Object pointing dataset rows

+ + + + +

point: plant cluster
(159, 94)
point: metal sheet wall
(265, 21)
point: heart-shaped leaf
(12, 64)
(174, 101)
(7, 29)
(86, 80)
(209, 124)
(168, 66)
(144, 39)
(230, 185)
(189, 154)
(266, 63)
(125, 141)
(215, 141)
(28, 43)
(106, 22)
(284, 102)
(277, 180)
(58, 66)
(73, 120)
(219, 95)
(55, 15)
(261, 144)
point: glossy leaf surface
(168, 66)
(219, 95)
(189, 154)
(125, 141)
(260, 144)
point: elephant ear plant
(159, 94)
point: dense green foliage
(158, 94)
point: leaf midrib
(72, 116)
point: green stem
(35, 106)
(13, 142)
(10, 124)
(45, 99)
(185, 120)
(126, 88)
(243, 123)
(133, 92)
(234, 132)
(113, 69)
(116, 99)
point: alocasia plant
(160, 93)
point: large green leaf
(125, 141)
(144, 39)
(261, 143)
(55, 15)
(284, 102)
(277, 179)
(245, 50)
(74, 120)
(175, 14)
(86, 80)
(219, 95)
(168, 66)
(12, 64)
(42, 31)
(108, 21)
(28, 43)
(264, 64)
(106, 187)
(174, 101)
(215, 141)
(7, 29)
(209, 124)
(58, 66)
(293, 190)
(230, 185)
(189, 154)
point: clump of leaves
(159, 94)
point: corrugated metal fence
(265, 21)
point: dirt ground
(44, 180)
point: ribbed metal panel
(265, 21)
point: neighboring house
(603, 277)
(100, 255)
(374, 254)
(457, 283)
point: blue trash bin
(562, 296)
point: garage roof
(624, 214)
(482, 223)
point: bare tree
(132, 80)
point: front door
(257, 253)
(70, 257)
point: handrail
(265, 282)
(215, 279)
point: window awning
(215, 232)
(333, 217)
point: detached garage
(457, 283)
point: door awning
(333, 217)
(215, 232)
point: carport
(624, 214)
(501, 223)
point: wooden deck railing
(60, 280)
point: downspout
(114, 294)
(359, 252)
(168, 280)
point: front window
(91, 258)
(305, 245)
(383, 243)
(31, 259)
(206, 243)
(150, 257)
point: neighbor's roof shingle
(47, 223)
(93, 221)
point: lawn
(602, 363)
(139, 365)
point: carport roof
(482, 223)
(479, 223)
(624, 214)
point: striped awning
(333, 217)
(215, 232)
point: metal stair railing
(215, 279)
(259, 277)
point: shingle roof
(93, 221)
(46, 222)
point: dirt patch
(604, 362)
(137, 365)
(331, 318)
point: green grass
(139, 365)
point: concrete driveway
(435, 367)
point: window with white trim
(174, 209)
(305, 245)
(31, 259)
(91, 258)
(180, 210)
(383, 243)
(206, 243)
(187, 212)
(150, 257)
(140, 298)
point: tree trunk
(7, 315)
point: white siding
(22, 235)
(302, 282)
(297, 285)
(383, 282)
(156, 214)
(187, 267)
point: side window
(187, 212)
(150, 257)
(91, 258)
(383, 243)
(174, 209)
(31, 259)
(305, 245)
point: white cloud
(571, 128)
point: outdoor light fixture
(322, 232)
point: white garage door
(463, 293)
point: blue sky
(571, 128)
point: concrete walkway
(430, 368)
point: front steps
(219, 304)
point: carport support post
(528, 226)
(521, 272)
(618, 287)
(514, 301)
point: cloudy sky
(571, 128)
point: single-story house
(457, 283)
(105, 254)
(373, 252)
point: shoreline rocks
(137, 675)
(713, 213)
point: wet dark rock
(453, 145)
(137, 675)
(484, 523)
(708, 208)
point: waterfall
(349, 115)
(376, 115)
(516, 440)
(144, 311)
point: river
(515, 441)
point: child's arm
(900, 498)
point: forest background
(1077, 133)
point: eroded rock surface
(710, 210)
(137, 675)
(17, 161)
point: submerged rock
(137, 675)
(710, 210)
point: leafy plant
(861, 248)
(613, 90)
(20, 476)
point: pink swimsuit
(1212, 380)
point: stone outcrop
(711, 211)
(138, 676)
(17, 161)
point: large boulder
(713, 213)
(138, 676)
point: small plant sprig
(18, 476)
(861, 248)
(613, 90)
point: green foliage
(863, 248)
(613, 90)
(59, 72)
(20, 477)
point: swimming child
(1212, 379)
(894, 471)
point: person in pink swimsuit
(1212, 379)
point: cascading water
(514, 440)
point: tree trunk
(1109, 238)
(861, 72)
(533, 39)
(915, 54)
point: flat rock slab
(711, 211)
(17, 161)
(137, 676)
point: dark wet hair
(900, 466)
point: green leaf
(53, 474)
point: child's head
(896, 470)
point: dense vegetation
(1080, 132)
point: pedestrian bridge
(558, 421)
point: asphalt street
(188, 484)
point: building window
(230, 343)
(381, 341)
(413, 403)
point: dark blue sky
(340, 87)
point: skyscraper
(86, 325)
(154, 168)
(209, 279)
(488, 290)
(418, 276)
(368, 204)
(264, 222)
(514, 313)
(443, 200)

+ + + + +

Everything from the line containing "point: swimming child" to the end of the records must be written out exactly; include both of those lines and no others.

#### SOLUTION TO THE PROBLEM:
point: swimming child
(1212, 379)
(894, 471)
point: person in pink swimsuit
(1212, 379)
point: cascading water
(514, 440)
point: tree trunk
(1109, 238)
(861, 72)
(533, 39)
(915, 54)
point: flat rock slab
(711, 211)
(17, 161)
(137, 676)
point: dark wet hair
(900, 466)
point: green leaf
(53, 474)
point: child's head
(896, 470)
point: dense vegetation
(1080, 132)
point: pedestrian bridge
(558, 421)
point: asphalt street
(188, 484)
point: building window
(230, 343)
(381, 341)
(413, 403)
point: dark blue sky
(340, 87)
point: skyscraper
(86, 325)
(154, 168)
(209, 279)
(488, 290)
(418, 276)
(368, 204)
(264, 222)
(514, 313)
(443, 200)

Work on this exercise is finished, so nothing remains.